> **Assignment**
Search the data for the word "black". Reproduce every line where it is found.

(Saved data entries)
=======

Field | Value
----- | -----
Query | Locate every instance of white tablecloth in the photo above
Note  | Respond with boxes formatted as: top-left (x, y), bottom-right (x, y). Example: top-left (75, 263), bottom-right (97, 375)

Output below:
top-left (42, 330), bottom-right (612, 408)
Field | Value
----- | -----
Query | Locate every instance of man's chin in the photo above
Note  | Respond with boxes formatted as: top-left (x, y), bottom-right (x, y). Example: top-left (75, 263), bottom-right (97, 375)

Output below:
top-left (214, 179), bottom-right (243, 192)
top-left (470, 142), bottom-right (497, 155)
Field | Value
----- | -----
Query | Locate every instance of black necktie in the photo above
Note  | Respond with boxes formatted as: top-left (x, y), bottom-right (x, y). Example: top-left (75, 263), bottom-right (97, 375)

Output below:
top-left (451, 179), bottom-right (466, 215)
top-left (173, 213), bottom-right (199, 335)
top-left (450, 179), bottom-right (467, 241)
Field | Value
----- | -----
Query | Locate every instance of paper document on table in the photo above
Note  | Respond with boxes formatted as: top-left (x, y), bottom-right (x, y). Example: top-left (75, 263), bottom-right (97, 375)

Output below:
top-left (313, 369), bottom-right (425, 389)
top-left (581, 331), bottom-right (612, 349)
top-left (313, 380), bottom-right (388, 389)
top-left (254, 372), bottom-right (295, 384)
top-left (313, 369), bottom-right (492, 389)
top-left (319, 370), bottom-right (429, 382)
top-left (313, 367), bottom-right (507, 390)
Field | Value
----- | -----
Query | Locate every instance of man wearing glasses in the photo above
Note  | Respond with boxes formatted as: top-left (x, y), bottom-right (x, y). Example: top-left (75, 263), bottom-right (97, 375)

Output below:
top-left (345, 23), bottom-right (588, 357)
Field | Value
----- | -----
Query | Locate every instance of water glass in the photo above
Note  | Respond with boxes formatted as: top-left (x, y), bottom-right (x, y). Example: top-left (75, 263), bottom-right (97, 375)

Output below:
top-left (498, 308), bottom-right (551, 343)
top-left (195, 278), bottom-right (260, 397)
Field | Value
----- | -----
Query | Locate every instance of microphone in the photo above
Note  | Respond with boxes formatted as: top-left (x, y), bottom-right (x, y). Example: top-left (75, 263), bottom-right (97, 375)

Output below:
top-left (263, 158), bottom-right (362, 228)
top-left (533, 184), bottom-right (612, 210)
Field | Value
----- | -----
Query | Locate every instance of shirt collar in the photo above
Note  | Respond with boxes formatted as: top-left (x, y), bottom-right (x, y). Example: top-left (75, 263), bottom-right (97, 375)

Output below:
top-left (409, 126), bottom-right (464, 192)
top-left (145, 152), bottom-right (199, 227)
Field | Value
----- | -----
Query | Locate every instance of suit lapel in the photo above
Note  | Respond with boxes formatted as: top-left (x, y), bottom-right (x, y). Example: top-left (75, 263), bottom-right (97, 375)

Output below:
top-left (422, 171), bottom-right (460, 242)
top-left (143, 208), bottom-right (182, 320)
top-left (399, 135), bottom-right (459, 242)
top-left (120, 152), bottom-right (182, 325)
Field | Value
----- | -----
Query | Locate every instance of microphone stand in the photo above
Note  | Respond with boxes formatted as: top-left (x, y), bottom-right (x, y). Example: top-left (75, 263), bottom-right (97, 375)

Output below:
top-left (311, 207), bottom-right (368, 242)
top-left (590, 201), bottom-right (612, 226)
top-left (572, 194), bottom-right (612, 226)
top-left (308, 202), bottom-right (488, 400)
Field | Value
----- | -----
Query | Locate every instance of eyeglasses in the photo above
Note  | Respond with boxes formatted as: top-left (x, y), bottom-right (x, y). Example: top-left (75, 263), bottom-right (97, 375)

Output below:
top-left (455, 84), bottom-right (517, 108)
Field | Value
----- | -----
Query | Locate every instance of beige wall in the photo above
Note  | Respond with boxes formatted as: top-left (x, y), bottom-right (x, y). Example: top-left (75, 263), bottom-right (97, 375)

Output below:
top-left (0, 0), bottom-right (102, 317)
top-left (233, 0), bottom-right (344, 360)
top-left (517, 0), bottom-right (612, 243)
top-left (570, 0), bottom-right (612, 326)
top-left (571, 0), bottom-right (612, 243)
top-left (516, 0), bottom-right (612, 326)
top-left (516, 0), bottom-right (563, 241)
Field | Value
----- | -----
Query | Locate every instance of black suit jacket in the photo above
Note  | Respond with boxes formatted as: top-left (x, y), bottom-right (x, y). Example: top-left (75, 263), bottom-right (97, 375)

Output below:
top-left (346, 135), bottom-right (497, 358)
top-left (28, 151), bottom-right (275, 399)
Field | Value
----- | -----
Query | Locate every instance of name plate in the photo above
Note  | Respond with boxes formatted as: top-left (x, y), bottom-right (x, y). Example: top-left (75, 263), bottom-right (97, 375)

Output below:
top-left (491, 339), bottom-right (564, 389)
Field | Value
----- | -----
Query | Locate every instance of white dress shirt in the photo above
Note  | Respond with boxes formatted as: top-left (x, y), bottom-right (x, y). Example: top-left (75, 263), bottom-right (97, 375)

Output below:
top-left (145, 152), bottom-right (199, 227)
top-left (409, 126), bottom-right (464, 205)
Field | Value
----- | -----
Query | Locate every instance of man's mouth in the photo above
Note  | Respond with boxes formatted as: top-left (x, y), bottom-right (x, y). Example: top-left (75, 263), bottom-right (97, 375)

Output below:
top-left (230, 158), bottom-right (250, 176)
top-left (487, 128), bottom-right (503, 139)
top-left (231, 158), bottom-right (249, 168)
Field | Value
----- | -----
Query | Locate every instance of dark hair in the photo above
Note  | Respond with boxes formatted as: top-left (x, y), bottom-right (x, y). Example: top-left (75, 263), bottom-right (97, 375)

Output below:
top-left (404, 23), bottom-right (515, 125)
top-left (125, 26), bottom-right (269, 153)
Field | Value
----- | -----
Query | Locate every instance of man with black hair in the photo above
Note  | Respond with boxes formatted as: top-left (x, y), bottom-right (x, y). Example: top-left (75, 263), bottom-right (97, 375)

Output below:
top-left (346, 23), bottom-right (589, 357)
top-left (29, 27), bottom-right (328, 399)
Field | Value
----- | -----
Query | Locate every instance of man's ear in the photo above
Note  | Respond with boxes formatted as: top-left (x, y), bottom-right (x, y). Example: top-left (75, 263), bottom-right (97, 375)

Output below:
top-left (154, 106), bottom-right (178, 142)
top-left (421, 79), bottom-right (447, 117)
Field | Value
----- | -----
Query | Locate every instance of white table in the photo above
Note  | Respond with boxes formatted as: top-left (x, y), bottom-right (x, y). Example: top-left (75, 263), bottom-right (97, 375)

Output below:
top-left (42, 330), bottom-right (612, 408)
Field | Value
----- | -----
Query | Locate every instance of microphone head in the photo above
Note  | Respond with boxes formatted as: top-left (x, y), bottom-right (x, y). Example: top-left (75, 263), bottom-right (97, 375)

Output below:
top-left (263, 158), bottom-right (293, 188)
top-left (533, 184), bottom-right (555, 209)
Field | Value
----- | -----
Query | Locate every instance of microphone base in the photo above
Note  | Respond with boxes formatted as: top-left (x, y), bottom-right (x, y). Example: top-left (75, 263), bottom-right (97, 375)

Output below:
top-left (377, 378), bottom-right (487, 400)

=======

> **Answer to this exercise**
Query | Locate every instance of black necktie in the photo above
Query | Locate every instance of black suit jacket in the photo above
Query | Locate every instance of man with black hair in the photo above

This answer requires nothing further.